* [Excerpted passage]:
In mid-2012 Pakistanis had relatively easy access to a wide range of content, including most sexual, political, social, and religious sites on the Internet. The OpenNet Initiative listed Internet filtering in Pakistan as substantial in the conflict/security area, and as selective in the political, social, and Internet tools areas in August 2012. Additionally, Freedom House rated Pakistan's "Freedom on the Net Status" as "Not Free" in its Freedom on the Net 2022 report. This is still true as of 2022.

Internet filtering in Pakistan is regulated by the Pakistan Telecommunication Authority (PTA) and the Federal Investigation Agency (FIA) under the direction of the government, the Supreme Court of Pakistan, and the Ministry of Information Technology (MoIT). Although the majority of filtering in Pakistan is intermittent—such as the occasional block on a major Web site like Blogspot or YouTube—the PTA continues to block sites containing content it considers to be blasphemous, anti-Islamic, or threatening to internal security. Online civil society activism that began in order to protect free expression in the country continues to expand as citizens utilize new media to disseminate information and organize.

Pakistan has blocked access to websites critical of the government or the military. Blocking of websites is often carried out under the rubric of restricting access to "blasphemous" content, pornography, or religious immorality. At the end of 2011, the PTA had officially banned more than 1,000 pornographic websites in Pakistan.

* [Stored rows]:
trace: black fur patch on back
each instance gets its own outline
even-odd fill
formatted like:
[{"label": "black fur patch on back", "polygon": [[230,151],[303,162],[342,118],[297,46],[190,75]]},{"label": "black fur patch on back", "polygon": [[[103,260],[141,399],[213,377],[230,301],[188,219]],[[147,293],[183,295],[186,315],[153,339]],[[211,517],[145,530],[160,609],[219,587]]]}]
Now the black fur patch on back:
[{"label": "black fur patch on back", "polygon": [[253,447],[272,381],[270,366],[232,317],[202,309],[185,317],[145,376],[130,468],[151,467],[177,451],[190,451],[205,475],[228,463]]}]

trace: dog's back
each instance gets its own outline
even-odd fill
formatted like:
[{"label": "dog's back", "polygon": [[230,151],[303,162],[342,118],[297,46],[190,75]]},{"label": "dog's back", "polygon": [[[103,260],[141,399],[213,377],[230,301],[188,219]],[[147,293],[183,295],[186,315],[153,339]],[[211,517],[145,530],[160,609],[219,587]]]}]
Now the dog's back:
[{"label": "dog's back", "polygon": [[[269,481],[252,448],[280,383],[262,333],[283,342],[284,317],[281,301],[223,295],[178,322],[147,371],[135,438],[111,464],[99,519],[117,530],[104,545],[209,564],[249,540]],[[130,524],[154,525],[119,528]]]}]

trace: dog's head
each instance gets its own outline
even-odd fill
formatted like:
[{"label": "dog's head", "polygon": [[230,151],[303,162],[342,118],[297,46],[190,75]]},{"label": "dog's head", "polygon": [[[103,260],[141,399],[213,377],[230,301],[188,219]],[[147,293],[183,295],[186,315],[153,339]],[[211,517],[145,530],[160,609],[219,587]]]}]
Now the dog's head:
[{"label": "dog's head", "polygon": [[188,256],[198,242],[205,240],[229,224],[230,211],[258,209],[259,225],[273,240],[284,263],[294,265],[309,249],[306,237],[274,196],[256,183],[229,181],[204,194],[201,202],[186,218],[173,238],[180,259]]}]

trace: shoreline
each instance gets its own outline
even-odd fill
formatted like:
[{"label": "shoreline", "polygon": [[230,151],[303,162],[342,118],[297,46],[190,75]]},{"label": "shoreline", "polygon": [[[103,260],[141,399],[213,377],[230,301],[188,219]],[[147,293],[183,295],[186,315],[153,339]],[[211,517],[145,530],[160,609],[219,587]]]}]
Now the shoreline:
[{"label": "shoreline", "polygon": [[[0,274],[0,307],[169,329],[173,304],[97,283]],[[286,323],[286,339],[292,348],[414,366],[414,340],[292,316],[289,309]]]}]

* [Required work]:
1. According to the passage on internet filtering in Pakistan, which two bodies regulate internet filtering in the country?
2. Write the text that would follow the final sentence of the passage on internet filtering in Pakistan.
The listing has no connection to the passage on internet filtering in Pakistan.

* [Expected responses]:
1. The Pakistan Telecommunication Authority (PTA) and the Federal Investigation Agency (FIA).

2.
== Political Censorship ==

=== 2024 Censorship on Twitter ===

X, formerly known as Twitter, was inaccessible in Pakistan from February 2024 to May 2025. The Pakistan government blocked access to the social media platform around the time of the 2024 February elections, citing national security concerns. Despite the government's stance, both the government and the Pakistan Telecommunication Authority (PTA) refused to comment on the outages, which were widely reported by internet watchdog groups.

Activists challenging the ban argue that it was designed to suppress dissent following the February 8 general elections, which were marred by widespread claims of vote rigging and subsequent protests. Authorities had also shut down mobile services on the day of the elections, again citing security concerns. NetBlocks, an internet monitoring group, reported that users were unable to access X on 10 February while the country was awaiting the election results.

In April 2024, the Sindh High Court ordered the government to restore access to the platform within one week, according to a report by the AFP news agency, citing lawyer Moiz Jaaferi, who had launched a separate challenge against the ban. Despite this order, access to X was sporadic, with availability fluctuating based on the internet service provider, which forced users to rely on virtual private networks (VPNs), as noted by Alp Toker of NetBlocks.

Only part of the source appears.